### [THE PROBLEM]
Substitute "pin" for "marker" wherever it occurs in the records below, and reproduce every line with nothing else changed.

### [GIVEN RECORDS]

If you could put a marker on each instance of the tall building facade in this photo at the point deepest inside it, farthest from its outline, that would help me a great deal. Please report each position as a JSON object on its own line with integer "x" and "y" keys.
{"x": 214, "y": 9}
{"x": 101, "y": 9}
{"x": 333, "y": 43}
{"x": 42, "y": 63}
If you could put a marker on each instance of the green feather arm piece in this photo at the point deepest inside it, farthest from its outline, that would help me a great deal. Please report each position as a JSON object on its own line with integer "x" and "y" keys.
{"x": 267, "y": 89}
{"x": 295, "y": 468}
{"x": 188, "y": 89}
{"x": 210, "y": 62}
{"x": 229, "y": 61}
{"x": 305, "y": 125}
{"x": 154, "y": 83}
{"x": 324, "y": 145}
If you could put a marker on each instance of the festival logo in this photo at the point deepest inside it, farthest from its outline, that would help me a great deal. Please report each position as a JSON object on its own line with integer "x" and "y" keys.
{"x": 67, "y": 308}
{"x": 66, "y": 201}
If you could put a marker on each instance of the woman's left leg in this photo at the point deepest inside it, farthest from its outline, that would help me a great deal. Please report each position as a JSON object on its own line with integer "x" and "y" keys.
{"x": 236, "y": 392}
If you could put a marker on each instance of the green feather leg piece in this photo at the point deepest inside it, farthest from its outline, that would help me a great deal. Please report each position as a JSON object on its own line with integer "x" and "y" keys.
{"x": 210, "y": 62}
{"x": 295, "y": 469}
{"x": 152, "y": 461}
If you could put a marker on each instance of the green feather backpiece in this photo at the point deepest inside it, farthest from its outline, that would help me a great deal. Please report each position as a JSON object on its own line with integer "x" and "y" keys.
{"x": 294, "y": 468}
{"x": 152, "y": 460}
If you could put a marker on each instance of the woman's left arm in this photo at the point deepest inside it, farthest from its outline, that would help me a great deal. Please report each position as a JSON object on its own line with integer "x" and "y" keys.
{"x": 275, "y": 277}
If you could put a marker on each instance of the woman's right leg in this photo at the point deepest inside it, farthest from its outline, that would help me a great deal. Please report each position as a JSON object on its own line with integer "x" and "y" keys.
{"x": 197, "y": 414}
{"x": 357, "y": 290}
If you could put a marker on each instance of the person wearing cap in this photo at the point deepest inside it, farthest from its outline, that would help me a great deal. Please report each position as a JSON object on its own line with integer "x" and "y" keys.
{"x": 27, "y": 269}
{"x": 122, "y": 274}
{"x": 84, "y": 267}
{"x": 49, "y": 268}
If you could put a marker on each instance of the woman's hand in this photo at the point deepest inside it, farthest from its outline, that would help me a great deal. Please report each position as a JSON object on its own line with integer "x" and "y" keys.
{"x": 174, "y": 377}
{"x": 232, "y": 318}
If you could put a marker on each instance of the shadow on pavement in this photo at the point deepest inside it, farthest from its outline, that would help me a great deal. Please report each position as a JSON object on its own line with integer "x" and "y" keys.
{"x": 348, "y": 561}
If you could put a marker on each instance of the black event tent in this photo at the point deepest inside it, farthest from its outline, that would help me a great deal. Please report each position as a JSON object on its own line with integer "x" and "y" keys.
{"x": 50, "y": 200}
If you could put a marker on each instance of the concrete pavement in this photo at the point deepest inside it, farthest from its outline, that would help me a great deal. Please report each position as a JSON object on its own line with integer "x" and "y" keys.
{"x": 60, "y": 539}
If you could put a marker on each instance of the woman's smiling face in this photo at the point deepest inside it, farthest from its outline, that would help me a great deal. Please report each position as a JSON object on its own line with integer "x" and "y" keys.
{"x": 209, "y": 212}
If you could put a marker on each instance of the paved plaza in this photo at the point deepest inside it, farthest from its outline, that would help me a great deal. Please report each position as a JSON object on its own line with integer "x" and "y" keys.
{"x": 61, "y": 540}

### [EXERCISE OUTPUT]
If you could put a pin on each instance of the tall building facade in this photo at the point deepest inside it, farthest from its outline, that would help me a great deal. Please report each position as a JSON object on its own line with integer "x" and "y" keys.
{"x": 214, "y": 9}
{"x": 101, "y": 9}
{"x": 333, "y": 43}
{"x": 42, "y": 63}
If you could put a pin on each instance of the green feather arm piece in this photo at the point deepest inside it, farthest from its outline, that would help me a great deal. Please report each position as a JSON object on its own line with integer "x" and "y" keys.
{"x": 267, "y": 89}
{"x": 295, "y": 468}
{"x": 188, "y": 89}
{"x": 210, "y": 62}
{"x": 229, "y": 61}
{"x": 305, "y": 125}
{"x": 154, "y": 83}
{"x": 324, "y": 145}
If you could put a pin on each instance of the festival logo in this photo at the point deepest inside it, farthest from its outline, that would help me a great deal. Please report each position as a JSON object on its own line with integer "x" and "y" keys.
{"x": 67, "y": 308}
{"x": 66, "y": 201}
If you could put a pin on each instance of the woman's left leg in this photo at the point deepest inside it, farthest from its outline, that would help me a great deal. Please report each position as a JSON object on its own line with integer "x" and "y" keys.
{"x": 236, "y": 392}
If you could put a pin on each instance of the green feather leg piece in this photo at the point deepest inside it, farthest from its outline, that would help me a great deal. Please report each position as a JSON object on its own line with integer "x" and "y" keys.
{"x": 210, "y": 62}
{"x": 295, "y": 469}
{"x": 152, "y": 461}
If you could put a pin on each instance of the green feather backpiece in this photo at the point deepest inside it, farthest from its outline, that would help me a great deal. Please report each position as a JSON object on its own line with integer "x" and "y" keys.
{"x": 294, "y": 468}
{"x": 152, "y": 460}
If you could put a pin on each instance of the woman's left arm in this photo at the point deepest inside it, farthest from its outline, that would help me a great deal. Please report each position as a JSON object on its own line with integer "x" and "y" keys.
{"x": 275, "y": 277}
If you could put a pin on each instance of the woman's right leg in this photo at the point deepest inside it, farthest from its outline, that would help me a great deal. Please report each position as a JSON object on its own line with integer "x" and "y" keys.
{"x": 197, "y": 414}
{"x": 357, "y": 290}
If you could put a pin on each instance of the person wearing cap in this photo at the point deepest inside it, farthest from its outline, that would help me a great deal. Please report each position as a JSON object on its own line with integer "x" and "y" keys.
{"x": 27, "y": 269}
{"x": 122, "y": 274}
{"x": 84, "y": 267}
{"x": 49, "y": 268}
If you could put a pin on each instance of the woman's hand in this photo at the point deepest inside it, farthest from its outline, that would help me a great deal. Please report each position as a JSON object on its own line with integer "x" and "y" keys.
{"x": 174, "y": 377}
{"x": 232, "y": 318}
If you could put a pin on each instance of the shadow on pavement in this photo at the point deepest inside it, farthest from its outline, that would help me a great deal. Please report each position as a JSON object on its own line with integer "x" and "y" keys.
{"x": 348, "y": 561}
If you could put a pin on each instance of the black event tent in this photo at the point deepest inside it, farthest from its outline, that would help me a great deal. Please report each position as a JSON object on its own line with integer "x" and "y" keys.
{"x": 50, "y": 200}
If you could put a pin on each instance of the concrete pavement in this photo at the point deepest inside it, farthest from its outline, that would help me a great deal. Please report each position as a JSON object on its own line with integer "x" and "y" keys.
{"x": 60, "y": 539}
If you could put a pin on each instance of the woman's smiling face in this photo at the point deepest inside it, farthest from its outline, that would help me a great deal. Please report each position as a JSON object on its own line with integer "x" and "y" keys.
{"x": 209, "y": 212}
If you could put a pin on each instance of the paved plaza in this photo at the point deepest inside it, farthest from its outline, that would help me a great deal. Please report each position as a JSON object on its own line with integer "x" and "y" keys.
{"x": 61, "y": 540}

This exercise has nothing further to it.